**Short problem**
The required output consists solely of the lines from the line containing "Pin each instance of the website" through the end of the records, copied exactly.

**Task material**
## START

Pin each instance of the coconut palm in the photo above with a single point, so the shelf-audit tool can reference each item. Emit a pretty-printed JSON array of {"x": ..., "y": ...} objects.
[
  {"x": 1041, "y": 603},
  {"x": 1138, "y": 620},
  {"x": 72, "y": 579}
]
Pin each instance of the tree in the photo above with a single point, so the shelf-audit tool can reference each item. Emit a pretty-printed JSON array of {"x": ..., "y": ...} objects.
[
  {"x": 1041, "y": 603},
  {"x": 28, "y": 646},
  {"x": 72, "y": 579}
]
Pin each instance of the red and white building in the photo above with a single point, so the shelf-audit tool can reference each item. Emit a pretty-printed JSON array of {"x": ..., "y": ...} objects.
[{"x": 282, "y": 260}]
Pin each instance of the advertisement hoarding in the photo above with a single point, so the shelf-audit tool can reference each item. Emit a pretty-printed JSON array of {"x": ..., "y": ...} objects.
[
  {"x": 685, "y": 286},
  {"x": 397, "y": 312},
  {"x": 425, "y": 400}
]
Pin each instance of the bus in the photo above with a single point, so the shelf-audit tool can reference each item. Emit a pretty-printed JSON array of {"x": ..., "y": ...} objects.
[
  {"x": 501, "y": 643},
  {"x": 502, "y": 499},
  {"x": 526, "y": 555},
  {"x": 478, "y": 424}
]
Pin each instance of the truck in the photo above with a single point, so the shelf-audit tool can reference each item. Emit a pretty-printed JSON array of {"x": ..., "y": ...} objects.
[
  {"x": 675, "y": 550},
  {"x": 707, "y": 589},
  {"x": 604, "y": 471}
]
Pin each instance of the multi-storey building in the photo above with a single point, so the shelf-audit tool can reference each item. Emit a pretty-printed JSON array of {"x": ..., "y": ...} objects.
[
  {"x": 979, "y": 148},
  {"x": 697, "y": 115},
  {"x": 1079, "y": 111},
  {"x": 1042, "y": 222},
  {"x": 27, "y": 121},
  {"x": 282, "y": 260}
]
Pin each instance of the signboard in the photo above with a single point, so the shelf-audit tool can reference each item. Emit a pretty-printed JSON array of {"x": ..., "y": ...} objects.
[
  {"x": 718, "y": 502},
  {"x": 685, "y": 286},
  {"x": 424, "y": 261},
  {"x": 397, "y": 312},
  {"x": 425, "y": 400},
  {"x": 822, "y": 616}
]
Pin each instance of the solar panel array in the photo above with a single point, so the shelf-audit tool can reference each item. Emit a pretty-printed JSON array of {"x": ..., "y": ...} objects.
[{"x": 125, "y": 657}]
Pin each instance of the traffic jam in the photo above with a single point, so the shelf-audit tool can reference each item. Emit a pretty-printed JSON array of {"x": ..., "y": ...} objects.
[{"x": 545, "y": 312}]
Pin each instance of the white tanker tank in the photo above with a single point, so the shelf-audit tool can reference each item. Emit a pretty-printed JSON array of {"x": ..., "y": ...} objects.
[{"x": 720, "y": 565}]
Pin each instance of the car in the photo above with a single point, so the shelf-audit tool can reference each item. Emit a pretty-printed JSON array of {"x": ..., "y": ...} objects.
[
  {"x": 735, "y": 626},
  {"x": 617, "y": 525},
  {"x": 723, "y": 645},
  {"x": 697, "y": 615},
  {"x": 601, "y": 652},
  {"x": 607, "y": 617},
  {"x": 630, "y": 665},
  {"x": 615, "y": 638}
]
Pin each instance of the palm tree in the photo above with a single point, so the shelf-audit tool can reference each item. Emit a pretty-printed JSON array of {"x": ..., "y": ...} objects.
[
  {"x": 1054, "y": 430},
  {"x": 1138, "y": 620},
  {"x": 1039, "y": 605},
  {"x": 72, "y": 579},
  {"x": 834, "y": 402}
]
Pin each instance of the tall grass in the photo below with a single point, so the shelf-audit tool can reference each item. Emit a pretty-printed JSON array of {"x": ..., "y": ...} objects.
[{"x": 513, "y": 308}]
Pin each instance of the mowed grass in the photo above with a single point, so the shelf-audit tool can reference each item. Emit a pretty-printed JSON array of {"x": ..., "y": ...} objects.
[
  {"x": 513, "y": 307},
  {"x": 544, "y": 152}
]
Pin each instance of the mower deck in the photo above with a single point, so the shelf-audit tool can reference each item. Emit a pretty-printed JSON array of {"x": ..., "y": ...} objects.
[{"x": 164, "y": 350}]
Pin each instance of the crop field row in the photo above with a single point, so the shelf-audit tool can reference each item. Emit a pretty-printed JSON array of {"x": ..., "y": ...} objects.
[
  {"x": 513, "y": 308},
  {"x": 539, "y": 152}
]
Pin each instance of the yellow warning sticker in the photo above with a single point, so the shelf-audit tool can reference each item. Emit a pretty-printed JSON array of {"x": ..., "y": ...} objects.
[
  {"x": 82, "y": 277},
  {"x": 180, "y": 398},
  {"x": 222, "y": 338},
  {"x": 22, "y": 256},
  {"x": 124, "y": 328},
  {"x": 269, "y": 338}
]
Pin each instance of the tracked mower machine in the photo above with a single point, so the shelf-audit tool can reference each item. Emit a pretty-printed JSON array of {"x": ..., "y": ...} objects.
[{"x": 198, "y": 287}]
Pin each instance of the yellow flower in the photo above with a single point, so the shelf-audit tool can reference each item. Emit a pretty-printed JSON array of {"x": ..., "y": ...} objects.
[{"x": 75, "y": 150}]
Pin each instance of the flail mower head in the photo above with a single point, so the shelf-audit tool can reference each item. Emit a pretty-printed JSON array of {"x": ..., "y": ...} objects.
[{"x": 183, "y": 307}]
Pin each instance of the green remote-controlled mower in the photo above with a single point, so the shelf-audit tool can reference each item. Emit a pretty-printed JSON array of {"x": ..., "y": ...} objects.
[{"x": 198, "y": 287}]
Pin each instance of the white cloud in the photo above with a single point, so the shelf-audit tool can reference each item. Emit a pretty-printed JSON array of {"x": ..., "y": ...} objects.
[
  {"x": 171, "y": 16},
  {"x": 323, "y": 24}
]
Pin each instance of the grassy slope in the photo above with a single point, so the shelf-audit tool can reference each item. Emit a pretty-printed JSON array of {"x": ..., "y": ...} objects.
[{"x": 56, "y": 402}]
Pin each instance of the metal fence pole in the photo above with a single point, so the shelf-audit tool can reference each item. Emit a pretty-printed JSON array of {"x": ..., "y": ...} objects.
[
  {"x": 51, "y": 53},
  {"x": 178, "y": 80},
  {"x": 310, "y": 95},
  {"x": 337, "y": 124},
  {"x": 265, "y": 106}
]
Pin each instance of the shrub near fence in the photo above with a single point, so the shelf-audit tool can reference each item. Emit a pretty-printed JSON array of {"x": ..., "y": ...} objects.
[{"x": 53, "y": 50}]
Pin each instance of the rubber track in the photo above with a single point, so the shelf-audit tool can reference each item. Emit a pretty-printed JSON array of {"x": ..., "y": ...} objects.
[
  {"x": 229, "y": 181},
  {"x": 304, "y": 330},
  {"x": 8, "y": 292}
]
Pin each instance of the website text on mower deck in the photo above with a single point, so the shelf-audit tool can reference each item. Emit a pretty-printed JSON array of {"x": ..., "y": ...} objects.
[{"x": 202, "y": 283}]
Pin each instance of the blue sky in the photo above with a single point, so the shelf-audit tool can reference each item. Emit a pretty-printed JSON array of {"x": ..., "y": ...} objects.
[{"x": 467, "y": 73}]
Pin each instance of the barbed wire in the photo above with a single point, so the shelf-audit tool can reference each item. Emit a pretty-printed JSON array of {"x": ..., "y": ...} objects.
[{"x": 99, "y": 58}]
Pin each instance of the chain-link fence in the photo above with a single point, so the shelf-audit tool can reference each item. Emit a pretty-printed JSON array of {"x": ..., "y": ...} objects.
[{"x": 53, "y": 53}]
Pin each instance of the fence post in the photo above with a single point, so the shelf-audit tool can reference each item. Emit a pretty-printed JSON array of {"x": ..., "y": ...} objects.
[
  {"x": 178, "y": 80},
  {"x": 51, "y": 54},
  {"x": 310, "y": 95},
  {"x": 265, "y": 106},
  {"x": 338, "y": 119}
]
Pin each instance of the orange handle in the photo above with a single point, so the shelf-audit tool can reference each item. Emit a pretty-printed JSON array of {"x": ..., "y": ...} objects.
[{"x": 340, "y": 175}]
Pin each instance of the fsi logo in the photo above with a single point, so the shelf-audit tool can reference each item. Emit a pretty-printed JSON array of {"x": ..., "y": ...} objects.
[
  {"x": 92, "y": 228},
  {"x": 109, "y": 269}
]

## END

**Solution**
Pin each instance of the website text on mower deck in the photo above with a single point, so the shelf-audit tool can reference each item. Emit a pretty-printed JSON array of {"x": ..., "y": ...} objects.
[{"x": 202, "y": 283}]
Pin each instance of the blue sky in the photo above with a single point, so the shelf-audit tool can reference each item. Emit a pretty-printed JSON array of {"x": ..., "y": ...} objects.
[{"x": 467, "y": 73}]
Pin each instance of the barbed wire in the photo above with a single point, so the shelf-audit tool can reference each item. Emit a pretty-printed JSON array of {"x": ..., "y": ...} objects.
[{"x": 99, "y": 58}]
Pin each instance of the chain-link fence in the photo above with a single point, so the shelf-audit tool can reference each item. Emit a pretty-printed JSON array of {"x": ..., "y": ...} objects.
[{"x": 53, "y": 53}]
Pin each instance of the fence post in the photo above with a single point, so the shelf-audit tool can reference each item. Emit a pretty-printed JSON array of {"x": ..., "y": ...} objects.
[
  {"x": 178, "y": 80},
  {"x": 51, "y": 54},
  {"x": 310, "y": 95},
  {"x": 265, "y": 106},
  {"x": 338, "y": 119}
]
Pin each instance of the orange handle in the photo above with a single point, so the shelf-audit tool can reference each item. Emit a pretty-printed JSON array of {"x": ..., "y": ...} objects.
[{"x": 340, "y": 175}]
Pin each instance of the fsi logo in the photo above with a single point, so the shelf-audit tool can reference each item. Emit a pretty-printed JSON array of {"x": ..., "y": ...} objects.
[
  {"x": 92, "y": 228},
  {"x": 109, "y": 269}
]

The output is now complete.